• Written task 1:
From the Shortridge High School article, reproduce the passage starting with "The Depression of" and going on through "in June 1981.".
• Written task 2:
In the Shortridge High School article, what year did WIAN-FM go on the air?
───── Text extract
Shortridge High School

Shortridge High School

Shortridge High School, 2016
Location 3401 N. Meridian St., Indianapolis, Indiana, United States
Coordinates 39°49′8″N 86°9′19″W / 39.81889°N 86.15528°W / 39.81889; -86.15528Coordinates: 39°49′8″N 86°9′19″W / 39.81889°N 86.15528°W / 39.81889; -86.15528
Area 10.9 acres (4.4 ha)
Built 1927
Architect Kopf & Deery
Architectural style Classical Revival
Part of Shortridge-Meridian Street Apartments Historic District (#00000195)
NRHP Reference # 83000078[1]
Added to NRHP September 15, 1983

Shortridge High School is a public high school located in Indianapolis, Indiana, United States. It opened in 1864 as the Indianapolis High School and is the oldest free, public high school in the state of Indiana. It is the home of the International Baccalaureate program of the Indianapolis Public Schools (IPS).[2]

History

Shortridge High School was established as the Indianapolis High School in 1864 as the state’s first free high school. Abraham C. Shortridge was recruited to become school superintendent in 1863. Shortridge was a strict educator when it came to drilling students and faculty alike. However, he was also innovative in many ways, including the hiring of female teachers and the admission of African-American students. By 1878, Shortridge High School served 502 students.[3] Roda Selleck, who began teaching art at the school in the 1880s, soon won acclaim for introducing "craftwork" – leather, pottery, jewelry, and metalwork – to the curriculum,[4] and later developed a line of pottery, "Selridge Pottery", designed by students. She remained at the school until her death in 1924.[5]

The school was a lightning rod for civil rights almost from the beginning. At its inception the students were primarily white. In 1903, in a football game with Wabash College, Wabash coach Tug Wilson substituted an African-American left tackle by the name of Samuel Gordon. The Shortridge team captain led his team off the field after a scene. Gordon kept his sense of humor, noting he was sorry the game was called on account of darkness.[6]

While minority students had attended Shortridge from the very beginning, the majority of the students were white until 1927. In 1927, the city's first and only purposely-segregated all-black school, Crispus Attucks High School, was opened on the near westside. Designed to house all of the city's black students, regardless of residential location, its creation was due in large part to the influence of a branch of the Ku Klux Klan led by D.C. Stephenson, on the city's school board. While the city's elementary schools had largely been segregated by social custom, the construction of Crispus Attucks High School as an exclusively African-American school created segregation by rule. Although Crispus Attucks was intended to educate all black high school students, those who lived in an area where they could attend either Crispus Attucks High School or Shortridge High School were allowed to choose which school they wanted to attend. Many of these students chose to attend Shortridge High School.

During the 1920s, the Indianapolis Public School Board began an expansion program. Three new high schools were planned. In addition to Crispus Attucks, Washington High School on the west side of Indianapolis was also built. Following plans begun several years earlier, Shortridge High School moved in 1928 from downtown Indianapolis to a new building at its current location at 34th and Meridian Streets on the north side of Indianapolis.[7]

The Depression of the 1930s was not kind to the country, and this was seen at Shortridge High as well. The PTA was active in raising money for both the school and its students. A radio production studio was established in the late 1940s, and WIAN-FM, licensed to the IPS board, went on the air in 1955. By the late 1950s, Shortridge High was ranked among the best schools in the nation, according to Time Magazine. The American Field Study (AFS) foreign exchange program was established as the first of its kind in Indianapolis. This program continued until the school was closed in June 1981.
──────────
───── Listed records
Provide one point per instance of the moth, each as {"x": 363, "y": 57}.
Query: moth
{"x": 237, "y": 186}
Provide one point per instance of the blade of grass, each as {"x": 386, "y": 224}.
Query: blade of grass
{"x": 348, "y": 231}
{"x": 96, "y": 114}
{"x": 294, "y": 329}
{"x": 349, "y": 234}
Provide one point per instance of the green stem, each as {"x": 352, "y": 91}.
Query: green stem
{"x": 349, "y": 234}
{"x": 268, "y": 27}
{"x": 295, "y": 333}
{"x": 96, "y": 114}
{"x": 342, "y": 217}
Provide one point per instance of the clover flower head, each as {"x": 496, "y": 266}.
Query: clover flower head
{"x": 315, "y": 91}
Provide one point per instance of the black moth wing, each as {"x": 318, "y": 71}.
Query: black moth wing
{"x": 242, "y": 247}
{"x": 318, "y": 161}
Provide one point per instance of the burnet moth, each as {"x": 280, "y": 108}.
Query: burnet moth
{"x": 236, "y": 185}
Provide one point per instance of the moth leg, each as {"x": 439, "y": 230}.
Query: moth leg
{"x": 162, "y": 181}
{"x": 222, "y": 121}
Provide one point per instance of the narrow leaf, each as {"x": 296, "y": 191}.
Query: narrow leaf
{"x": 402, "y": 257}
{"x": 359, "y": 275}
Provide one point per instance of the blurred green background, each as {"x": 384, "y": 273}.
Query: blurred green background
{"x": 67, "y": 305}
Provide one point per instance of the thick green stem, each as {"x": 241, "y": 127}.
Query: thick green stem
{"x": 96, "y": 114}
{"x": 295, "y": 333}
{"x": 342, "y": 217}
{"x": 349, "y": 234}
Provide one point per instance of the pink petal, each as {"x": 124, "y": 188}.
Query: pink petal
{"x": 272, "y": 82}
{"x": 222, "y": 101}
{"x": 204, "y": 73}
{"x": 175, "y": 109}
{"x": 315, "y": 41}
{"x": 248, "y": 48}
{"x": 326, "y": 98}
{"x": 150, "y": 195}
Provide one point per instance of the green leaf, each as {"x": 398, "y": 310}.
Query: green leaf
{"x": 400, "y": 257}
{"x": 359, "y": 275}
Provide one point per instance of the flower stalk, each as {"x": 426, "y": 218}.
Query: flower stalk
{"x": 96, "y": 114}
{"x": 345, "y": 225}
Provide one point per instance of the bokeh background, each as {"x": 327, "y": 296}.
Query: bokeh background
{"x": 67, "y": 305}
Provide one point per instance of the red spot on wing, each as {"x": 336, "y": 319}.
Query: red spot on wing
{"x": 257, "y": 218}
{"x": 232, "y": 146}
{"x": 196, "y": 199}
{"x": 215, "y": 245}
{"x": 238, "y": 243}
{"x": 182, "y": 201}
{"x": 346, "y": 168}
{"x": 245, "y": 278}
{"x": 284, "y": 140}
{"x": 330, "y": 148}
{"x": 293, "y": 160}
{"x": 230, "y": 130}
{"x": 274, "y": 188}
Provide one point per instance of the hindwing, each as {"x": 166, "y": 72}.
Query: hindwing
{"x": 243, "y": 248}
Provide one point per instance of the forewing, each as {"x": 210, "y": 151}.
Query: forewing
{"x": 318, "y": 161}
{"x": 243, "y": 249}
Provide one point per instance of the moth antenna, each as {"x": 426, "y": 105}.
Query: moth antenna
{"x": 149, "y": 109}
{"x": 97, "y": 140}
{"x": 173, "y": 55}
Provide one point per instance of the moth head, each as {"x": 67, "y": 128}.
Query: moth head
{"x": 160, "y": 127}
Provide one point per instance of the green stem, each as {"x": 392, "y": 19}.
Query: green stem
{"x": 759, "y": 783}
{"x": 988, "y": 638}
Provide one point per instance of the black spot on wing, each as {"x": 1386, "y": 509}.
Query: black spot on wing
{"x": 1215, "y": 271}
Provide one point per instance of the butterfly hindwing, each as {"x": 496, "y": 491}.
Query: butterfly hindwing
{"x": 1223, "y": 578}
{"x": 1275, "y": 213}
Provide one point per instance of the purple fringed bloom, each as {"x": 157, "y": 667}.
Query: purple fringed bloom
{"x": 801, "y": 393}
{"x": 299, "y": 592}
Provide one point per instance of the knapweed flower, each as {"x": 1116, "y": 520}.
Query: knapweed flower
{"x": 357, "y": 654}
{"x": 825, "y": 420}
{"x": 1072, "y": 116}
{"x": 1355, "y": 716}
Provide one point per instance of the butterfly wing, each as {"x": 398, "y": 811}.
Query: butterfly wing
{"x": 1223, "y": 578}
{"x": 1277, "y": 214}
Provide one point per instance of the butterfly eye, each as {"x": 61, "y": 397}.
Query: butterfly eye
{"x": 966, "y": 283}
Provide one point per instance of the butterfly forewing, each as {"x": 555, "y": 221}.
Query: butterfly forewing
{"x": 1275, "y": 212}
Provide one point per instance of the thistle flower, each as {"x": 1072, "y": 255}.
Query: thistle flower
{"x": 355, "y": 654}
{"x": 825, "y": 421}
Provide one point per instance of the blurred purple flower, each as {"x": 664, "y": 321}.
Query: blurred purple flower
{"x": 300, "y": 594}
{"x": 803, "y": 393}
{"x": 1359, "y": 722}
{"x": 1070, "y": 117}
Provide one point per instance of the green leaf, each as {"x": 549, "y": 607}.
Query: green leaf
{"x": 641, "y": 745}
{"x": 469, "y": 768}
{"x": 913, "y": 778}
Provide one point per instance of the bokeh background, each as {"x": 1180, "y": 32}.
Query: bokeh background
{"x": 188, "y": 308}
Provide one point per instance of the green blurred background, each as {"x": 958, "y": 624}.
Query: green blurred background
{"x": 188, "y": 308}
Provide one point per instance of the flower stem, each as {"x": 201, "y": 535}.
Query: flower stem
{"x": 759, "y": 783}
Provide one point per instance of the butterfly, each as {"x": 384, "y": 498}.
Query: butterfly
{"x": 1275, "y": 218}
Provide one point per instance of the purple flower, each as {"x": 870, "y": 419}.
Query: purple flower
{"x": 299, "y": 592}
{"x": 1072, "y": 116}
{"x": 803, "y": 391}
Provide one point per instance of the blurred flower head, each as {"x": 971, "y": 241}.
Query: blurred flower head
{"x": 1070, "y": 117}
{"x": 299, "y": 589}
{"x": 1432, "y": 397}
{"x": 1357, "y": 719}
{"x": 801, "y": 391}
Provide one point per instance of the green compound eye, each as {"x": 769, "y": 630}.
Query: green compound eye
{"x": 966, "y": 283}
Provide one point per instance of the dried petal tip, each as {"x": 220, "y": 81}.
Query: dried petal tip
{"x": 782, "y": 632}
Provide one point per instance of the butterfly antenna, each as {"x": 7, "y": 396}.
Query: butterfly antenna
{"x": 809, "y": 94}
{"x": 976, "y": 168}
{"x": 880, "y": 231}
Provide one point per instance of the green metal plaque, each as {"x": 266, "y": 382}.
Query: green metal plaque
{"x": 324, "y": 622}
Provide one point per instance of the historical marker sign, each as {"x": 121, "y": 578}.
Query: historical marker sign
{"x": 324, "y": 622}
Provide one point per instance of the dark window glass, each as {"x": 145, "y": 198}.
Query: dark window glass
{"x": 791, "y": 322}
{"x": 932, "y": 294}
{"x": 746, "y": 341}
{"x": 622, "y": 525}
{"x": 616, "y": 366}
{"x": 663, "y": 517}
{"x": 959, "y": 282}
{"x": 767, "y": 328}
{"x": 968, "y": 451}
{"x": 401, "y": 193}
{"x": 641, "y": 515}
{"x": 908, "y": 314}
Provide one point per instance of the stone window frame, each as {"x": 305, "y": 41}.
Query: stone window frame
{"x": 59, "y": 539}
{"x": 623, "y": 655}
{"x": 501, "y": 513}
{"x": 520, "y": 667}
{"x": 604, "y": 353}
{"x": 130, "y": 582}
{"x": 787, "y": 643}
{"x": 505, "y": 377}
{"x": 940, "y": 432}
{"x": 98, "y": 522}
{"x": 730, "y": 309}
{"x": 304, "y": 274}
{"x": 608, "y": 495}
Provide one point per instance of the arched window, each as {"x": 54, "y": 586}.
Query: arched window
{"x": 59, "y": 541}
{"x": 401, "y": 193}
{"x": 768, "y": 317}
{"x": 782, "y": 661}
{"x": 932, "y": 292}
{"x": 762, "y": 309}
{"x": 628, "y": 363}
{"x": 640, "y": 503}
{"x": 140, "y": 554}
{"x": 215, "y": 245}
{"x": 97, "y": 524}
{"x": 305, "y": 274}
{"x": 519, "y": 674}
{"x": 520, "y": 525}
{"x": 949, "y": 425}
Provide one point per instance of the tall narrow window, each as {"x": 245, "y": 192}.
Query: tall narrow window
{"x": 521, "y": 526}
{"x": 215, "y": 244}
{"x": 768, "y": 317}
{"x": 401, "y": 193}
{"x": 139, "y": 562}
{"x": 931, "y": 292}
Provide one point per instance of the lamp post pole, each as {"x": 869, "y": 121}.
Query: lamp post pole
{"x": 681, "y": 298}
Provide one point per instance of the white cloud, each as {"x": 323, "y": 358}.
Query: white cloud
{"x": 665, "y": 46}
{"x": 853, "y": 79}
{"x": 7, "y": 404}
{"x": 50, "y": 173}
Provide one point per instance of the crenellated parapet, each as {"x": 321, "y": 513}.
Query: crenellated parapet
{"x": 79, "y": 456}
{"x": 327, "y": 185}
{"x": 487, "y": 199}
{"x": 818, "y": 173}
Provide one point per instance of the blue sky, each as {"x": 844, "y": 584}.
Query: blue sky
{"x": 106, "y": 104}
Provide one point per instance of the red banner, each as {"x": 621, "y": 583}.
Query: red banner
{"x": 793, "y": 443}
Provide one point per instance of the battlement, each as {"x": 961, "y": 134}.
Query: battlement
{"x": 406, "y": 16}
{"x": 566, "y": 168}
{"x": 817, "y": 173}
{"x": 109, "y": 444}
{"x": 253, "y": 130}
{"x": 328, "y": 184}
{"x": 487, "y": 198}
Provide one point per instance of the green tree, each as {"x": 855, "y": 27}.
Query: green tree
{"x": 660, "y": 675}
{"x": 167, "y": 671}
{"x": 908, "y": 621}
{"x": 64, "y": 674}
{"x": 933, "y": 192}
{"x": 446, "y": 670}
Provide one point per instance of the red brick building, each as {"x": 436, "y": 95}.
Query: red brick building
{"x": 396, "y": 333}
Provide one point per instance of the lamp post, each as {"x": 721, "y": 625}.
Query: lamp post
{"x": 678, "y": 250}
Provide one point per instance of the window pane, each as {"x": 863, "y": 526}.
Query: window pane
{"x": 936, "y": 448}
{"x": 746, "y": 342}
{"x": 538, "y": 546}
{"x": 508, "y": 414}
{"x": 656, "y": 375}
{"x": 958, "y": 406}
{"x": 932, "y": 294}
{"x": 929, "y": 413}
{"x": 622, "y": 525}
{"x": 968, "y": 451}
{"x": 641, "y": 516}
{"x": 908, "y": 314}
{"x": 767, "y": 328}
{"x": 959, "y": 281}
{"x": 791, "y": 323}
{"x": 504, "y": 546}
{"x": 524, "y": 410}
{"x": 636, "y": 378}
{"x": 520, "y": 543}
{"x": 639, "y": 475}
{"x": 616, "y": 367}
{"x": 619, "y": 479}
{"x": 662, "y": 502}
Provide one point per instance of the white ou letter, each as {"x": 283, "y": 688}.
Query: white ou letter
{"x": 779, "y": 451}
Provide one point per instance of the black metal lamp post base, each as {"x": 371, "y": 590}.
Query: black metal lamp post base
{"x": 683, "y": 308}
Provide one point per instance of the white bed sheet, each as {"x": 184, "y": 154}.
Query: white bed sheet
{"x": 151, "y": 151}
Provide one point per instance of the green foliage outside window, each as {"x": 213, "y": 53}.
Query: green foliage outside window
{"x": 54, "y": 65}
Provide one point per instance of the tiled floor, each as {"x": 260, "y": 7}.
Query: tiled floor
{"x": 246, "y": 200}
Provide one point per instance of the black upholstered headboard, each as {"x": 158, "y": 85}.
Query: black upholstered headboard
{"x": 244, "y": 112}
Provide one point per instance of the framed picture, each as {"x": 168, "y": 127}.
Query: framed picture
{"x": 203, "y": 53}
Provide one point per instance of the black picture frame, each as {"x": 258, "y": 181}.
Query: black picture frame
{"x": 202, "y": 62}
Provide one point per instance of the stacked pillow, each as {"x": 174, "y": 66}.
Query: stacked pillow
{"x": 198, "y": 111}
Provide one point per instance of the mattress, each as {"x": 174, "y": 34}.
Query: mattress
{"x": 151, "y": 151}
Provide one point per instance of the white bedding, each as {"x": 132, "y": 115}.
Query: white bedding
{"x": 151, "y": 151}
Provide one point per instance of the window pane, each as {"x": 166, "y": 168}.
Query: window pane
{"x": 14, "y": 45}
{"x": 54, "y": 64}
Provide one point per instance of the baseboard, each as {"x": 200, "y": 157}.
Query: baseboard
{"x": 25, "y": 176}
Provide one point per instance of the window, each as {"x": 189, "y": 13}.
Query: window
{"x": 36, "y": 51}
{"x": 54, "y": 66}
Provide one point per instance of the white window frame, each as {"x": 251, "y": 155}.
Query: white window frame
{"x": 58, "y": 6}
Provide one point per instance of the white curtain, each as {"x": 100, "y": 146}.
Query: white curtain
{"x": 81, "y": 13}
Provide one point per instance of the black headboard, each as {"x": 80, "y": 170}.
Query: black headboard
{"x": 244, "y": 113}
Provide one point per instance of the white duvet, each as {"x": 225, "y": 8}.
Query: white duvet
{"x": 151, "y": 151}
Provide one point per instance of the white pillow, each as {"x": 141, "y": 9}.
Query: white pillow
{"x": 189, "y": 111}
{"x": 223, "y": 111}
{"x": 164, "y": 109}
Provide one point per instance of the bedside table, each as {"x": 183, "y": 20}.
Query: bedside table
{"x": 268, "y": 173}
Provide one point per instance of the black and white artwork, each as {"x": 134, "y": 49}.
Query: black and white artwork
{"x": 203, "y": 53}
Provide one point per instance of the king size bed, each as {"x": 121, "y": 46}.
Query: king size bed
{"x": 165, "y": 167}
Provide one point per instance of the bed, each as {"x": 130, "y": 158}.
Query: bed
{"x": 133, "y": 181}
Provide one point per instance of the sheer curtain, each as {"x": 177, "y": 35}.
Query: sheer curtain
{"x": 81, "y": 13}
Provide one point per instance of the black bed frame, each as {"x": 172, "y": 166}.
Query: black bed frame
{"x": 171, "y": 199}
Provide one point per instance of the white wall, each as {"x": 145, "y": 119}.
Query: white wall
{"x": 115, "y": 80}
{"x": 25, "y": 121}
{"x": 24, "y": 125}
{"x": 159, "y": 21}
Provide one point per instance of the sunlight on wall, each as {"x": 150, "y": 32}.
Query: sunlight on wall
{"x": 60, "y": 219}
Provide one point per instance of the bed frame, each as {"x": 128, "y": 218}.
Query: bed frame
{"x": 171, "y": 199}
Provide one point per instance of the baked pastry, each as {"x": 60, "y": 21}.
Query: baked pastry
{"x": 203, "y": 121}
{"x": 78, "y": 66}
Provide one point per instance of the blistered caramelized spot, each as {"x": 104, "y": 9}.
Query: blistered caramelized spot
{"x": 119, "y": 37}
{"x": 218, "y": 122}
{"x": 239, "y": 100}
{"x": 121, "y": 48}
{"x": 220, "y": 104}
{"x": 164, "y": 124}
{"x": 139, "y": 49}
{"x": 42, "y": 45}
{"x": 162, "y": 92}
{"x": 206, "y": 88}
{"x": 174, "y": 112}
──────────
• Expected answer 1:
The Depression of the 1930s was not kind to the country, and this was seen at Shortridge High as well. The PTA was active in raising money for both the school and its students. A radio production studio was established in the late 1940s, and WIAN-FM, licensed to the IPS board, went on the air in 1955. By the late 1950s, Shortridge High was ranked among the best schools in the nation, according to Time Magazine. The American Field Study (AFS) foreign exchange program was established as the first of its kind in Indianapolis. This program continued until the school was closed in June 1981.

• Expected answer 2:
1955